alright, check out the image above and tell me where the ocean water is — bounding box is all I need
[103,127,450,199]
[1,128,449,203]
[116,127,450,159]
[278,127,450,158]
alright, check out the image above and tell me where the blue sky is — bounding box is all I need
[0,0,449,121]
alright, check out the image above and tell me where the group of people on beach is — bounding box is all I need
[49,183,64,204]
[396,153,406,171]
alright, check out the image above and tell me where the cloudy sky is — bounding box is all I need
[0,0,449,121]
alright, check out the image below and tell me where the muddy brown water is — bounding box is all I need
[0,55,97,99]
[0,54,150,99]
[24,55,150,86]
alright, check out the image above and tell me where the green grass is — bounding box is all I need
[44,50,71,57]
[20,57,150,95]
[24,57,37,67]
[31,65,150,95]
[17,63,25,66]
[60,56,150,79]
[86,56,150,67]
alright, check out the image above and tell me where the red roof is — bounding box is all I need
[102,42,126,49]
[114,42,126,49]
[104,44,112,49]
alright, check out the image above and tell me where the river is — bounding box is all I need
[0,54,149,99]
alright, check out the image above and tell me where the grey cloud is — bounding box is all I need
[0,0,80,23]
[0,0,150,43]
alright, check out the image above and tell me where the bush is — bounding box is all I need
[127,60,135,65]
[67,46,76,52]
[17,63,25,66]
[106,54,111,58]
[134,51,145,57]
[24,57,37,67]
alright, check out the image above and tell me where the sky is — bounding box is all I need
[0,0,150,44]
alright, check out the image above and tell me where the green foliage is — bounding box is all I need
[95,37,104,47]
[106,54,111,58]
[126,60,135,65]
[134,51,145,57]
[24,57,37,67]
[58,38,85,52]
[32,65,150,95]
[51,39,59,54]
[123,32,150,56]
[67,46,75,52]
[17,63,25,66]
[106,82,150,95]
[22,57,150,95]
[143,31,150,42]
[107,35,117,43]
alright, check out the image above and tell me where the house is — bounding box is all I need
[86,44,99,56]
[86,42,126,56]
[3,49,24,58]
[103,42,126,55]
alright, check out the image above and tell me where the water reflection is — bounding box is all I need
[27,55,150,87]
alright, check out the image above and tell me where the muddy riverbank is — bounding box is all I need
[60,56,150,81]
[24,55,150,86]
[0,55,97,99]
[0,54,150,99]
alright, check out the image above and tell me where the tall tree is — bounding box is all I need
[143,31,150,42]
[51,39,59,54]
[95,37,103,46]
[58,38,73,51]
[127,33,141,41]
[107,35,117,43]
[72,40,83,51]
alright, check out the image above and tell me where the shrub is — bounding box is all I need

● ● ● ● ● ● ●

In your reply, restate every entry exactly.

Written solution.
alright, check out the image above and tell me where the ocean water is — bounding box is all I need
[103,127,450,199]
[1,128,449,203]
[116,127,450,159]
[278,127,450,158]
alright, check out the image above and tell me where the blue sky is — bounding box is all I need
[0,0,449,121]
alright, check out the image above and tell me where the group of people on beach is — bounding box is all I need
[49,183,64,204]
[396,153,406,171]
alright, check out the image above and tell me where the cloudy sky is — bounding box is all I need
[0,0,449,121]
alright, check out the image below and tell me where the muddy brown water is — bounding box is all I need
[0,55,97,99]
[0,54,150,99]
[24,55,150,86]
alright, check out the image above and tell me where the green grass is — bounding box is all I need
[44,50,71,57]
[20,57,150,95]
[24,57,37,67]
[31,65,150,95]
[17,63,25,66]
[60,56,150,79]
[86,56,150,67]
alright, check out the image above and tell me where the red roof is — bounding box is all I need
[102,42,126,49]
[114,42,126,49]
[104,44,112,49]
alright, check out the image above and tell me where the river is — bounding box is all I need
[0,54,149,99]
alright, check out the image above and tell me where the grey cloud is — bounding box is all I need
[0,0,80,23]
[0,0,150,43]
alright, check out the image above and tell me where the bush is — bounding box is all I need
[127,60,135,65]
[67,46,76,52]
[17,63,25,66]
[106,54,111,58]
[134,51,145,57]
[24,57,37,67]
alright, check out the image above and tell me where the sky is — bounding box is all I need
[0,0,150,44]
alright, check out the image above and tell me where the green foliage is — bounding box is all I need
[95,37,104,47]
[106,54,111,58]
[126,60,135,65]
[134,51,145,57]
[24,57,37,67]
[58,38,85,52]
[32,65,150,95]
[51,39,59,54]
[123,32,150,56]
[67,46,75,52]
[17,63,25,66]
[106,82,150,95]
[22,57,150,95]
[143,31,150,42]
[107,35,117,43]
alright, check out the image above and tell me where the house is — bounding box is all I need
[86,44,99,56]
[86,42,126,56]
[3,49,24,58]
[103,42,126,55]
alright, check out the image above and tell me where the water reflection is — bounding box is all I need
[27,55,150,87]
alright, check out the image above and tell me where the muddy riverbank is — bounding box is all I need
[60,56,150,81]
[24,55,150,86]
[0,55,97,99]
[0,54,150,99]
alright, check out the image above and tell me where the tall tree is — bounding box is all I need
[143,31,150,42]
[51,39,59,54]
[95,37,103,46]
[58,38,73,51]
[127,33,141,41]
[107,35,117,43]
[72,40,83,51]
alright, check out the image above and tell me where the shrub is — bounding box is all I need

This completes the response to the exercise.